Cockroaches are common indoor pests. Their appearance is offensive to many homeowners, but there are more important reasons to remove a cockroach infestation. Cockroaches can transmit diseases on their bodies and in their feces. Indoor cockroach infestations are also now thought to be one of the leading causes of allergies. There are numerous options available to the homeowner who wishes to use a pesticide as a control method. Total-release fogger aerosols, sometimes called "bombs," are among these choices, but their effectiveness is an important question to the concerned homeowner.
Pesticides and Roaches
To approach the question of the effectiveness of bomb foggers, it is necessary to first look at the general effectiveness of pesticides on roaches. According to the University of Florida IFAS Extension, controlling cockroach infestations was almost exclusively done by way of chemical pesticides until recently, when "the development of multi-chemical resistance" to pesticides among roaches was more deeply understood by scientists. Coinciding with this increased resistance was an increased awareness among humans of the health and environmental effects of using pesticides. These two factors have led to the development of new kinds of pesticides and to a rising popularity of non-chemical roach-control methods among homeowners.
If you go to a store in search of a chemical pesticide, chances are good that you will see a total-release aerosol fogger or "bomb" labeled for cockroach control. The University of Florida IFAS Extension does not recommend using these. since their effect is limited to the cockroaches that come into direct contact with the fog. The bombs shoot pesticides into the air; the pesticides then settle over the various surfaces in your home. Anyone who has encountered cockroaches knows how good they are at hiding, so any cockroach that can hide from the pesticide residue will be unaffected by it.
------------------------
• Work order 1:
Answer these questions about the cockroach text:
(a) Where can cockroaches carry diseases?
(b) Which source does the text cite on cockroach control?
(c) Where do the pesticides from a bomb end up after being shot into the air?
• Work order 2: Based on the cockroach text, explain why the University of Florida IFAS Extension does not recommend total-release foggers.
• Work order 3: From the cockroach text, reproduce the passage between "If you go to" and "unaffected by it.", inclusive.

• Material supplied:
------------------------
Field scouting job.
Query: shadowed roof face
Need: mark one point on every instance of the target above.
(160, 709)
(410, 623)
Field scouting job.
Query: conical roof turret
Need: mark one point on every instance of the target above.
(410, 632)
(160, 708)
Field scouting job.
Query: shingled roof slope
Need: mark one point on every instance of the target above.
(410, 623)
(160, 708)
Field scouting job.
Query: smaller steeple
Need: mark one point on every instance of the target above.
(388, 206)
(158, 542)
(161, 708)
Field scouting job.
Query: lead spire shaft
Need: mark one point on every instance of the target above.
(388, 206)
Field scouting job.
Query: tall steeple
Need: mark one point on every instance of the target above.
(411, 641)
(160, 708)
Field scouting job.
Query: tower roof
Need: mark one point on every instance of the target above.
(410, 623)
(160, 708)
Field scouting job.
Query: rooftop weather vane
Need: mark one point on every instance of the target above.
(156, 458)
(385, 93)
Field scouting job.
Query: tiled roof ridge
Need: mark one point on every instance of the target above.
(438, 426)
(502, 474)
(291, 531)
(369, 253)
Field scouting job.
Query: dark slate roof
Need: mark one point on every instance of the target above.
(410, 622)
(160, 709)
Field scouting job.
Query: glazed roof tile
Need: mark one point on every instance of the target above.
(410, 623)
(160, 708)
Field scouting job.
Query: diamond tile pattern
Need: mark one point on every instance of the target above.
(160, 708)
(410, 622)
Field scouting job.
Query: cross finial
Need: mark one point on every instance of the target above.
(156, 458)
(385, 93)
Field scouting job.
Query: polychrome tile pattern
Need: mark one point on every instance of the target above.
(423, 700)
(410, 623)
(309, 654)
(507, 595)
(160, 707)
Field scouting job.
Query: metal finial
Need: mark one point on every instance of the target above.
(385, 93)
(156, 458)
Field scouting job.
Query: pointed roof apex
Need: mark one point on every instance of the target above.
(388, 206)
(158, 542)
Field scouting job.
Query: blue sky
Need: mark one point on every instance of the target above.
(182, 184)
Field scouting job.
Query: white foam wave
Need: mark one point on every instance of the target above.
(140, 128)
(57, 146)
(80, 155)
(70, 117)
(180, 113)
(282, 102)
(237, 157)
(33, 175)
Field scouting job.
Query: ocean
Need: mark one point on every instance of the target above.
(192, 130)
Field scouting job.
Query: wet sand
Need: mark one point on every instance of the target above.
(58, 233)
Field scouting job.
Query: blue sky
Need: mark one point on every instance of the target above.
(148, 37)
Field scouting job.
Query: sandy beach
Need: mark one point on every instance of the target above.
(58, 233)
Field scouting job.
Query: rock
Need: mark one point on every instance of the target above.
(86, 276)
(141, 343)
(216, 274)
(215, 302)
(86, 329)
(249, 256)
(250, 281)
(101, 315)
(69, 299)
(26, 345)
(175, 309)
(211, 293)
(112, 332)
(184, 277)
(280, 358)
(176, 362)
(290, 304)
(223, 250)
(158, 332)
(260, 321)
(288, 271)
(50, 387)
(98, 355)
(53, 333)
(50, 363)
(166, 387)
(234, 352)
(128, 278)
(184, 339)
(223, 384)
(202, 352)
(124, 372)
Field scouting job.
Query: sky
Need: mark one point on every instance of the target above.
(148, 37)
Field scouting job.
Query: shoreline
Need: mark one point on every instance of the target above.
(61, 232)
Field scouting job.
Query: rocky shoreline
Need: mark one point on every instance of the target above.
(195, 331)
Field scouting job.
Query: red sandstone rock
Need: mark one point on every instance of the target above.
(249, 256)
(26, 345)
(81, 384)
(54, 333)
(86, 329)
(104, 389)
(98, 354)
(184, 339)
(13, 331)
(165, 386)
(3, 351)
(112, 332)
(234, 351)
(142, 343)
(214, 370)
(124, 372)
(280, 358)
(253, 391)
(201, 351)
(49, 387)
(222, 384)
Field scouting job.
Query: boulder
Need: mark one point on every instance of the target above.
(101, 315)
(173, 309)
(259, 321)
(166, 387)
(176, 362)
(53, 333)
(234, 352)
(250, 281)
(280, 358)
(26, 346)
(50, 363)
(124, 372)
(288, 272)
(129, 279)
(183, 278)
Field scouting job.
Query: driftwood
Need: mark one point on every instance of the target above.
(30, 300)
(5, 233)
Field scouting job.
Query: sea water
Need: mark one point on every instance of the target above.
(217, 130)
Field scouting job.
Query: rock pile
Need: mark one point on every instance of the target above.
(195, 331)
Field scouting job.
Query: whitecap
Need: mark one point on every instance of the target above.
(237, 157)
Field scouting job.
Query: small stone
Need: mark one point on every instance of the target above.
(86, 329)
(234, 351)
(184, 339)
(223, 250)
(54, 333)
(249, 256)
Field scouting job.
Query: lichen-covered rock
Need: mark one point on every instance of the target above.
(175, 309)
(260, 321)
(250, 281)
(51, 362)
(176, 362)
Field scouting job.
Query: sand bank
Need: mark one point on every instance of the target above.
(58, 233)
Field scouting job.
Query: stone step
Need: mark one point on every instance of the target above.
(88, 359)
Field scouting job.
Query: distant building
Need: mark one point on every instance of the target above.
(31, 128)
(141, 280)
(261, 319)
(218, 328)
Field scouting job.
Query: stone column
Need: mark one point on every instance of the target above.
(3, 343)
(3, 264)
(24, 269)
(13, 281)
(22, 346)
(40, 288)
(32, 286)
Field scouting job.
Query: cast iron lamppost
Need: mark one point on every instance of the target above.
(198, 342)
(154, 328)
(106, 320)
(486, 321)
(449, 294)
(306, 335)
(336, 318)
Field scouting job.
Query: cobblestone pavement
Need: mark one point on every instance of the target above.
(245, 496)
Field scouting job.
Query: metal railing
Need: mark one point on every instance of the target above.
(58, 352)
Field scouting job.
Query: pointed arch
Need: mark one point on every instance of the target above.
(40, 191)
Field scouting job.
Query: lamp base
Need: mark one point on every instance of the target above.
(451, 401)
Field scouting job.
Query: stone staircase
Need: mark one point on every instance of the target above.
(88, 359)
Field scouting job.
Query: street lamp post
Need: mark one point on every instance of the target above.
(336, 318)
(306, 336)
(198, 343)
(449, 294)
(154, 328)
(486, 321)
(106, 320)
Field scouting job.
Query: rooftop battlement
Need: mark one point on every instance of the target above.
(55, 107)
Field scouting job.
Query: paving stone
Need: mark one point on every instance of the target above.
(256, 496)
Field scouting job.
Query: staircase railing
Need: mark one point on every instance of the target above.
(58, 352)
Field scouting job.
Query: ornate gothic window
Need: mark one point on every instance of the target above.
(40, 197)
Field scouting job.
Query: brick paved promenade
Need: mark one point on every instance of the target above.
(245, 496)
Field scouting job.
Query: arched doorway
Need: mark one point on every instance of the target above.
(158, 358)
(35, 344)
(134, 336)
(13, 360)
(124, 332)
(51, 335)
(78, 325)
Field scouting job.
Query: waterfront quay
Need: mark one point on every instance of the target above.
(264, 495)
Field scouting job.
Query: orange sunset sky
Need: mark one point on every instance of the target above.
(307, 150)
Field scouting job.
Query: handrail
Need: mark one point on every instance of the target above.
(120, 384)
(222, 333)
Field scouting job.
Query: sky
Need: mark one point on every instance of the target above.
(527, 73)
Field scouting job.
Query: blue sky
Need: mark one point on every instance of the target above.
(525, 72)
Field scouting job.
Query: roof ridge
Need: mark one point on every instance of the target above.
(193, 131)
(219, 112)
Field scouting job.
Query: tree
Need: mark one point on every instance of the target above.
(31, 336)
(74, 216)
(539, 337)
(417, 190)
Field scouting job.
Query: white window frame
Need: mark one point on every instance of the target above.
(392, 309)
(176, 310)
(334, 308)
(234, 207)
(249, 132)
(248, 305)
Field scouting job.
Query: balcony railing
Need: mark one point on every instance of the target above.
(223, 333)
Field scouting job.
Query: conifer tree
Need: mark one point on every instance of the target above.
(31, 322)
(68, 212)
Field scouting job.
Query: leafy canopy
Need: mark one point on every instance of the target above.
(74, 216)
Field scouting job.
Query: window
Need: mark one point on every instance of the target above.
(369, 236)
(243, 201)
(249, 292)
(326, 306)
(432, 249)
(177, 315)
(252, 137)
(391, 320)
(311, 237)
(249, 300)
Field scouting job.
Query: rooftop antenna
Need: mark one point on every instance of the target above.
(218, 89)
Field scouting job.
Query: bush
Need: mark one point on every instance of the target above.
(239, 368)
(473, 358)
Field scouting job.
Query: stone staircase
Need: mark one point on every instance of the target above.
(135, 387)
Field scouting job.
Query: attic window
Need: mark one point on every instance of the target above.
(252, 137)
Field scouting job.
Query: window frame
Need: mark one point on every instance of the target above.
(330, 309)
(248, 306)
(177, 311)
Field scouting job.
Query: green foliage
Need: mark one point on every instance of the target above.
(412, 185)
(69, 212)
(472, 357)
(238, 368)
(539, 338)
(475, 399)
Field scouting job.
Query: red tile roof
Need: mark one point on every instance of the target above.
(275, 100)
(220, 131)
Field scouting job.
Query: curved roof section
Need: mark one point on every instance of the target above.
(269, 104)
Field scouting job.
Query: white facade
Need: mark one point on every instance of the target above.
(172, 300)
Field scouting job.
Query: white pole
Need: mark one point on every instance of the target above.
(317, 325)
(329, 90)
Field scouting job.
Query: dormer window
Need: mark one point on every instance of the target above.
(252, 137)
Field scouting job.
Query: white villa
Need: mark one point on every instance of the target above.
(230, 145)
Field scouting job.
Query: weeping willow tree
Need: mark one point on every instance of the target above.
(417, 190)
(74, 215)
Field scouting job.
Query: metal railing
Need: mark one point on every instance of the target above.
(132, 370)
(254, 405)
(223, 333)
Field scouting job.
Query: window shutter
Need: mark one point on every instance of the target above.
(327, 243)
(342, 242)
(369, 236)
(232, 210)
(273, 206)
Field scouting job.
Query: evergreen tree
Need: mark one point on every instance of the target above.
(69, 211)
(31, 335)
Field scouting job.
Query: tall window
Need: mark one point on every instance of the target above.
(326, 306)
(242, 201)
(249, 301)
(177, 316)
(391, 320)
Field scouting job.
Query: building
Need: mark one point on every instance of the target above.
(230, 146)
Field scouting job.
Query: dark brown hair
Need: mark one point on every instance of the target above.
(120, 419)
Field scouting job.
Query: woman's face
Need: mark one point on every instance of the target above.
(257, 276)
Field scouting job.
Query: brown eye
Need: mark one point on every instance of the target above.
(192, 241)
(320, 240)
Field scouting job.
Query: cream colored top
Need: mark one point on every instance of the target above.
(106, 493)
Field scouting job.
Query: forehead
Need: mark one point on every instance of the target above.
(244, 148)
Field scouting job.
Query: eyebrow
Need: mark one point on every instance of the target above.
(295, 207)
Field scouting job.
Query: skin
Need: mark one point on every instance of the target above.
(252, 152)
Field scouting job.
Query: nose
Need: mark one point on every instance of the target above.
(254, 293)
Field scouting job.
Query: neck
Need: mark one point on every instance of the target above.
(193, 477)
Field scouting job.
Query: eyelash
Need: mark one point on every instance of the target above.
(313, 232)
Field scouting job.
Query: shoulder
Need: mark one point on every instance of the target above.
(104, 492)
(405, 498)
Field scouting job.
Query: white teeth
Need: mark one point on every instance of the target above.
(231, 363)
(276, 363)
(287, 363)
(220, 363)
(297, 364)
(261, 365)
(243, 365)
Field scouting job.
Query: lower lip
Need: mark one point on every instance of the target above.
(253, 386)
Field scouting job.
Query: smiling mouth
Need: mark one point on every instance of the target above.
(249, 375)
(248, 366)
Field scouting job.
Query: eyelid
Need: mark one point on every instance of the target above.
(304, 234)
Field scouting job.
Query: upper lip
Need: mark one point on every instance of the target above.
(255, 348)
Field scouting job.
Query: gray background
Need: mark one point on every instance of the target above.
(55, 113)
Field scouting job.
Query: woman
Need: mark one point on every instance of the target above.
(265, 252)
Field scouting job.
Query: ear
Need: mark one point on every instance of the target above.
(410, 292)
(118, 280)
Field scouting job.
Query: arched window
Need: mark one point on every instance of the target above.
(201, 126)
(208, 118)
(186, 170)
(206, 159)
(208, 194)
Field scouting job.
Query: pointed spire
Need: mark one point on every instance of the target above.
------------------------
• Output 1:
(a) On their bodies and in their feces.
(b) The University of Florida IFAS Extension.
(c) They settle over the various surfaces in the home.

• Output 2: The foggers only affect cockroaches that come into direct contact with the fog. The pesticides settle on surfaces as residue, and cockroaches are good at hiding, so any roach that hides from the residue is unaffected.

• Output 3:
If you go to a store in search of a chemical pesticide, chances are good that you will see a total-release aerosol fogger or "bomb" labeled for cockroach control. The University of Florida IFAS Extension does not recommend using these. since their effect is limited to the cockroaches that come into direct contact with the fog. The bombs shoot pesticides into the air; the pesticides then settle over the various surfaces in your home. Anyone who has encountered cockroaches knows how good they are at hiding, so any cockroach that can hide from the pesticide residue will be unaffected by it.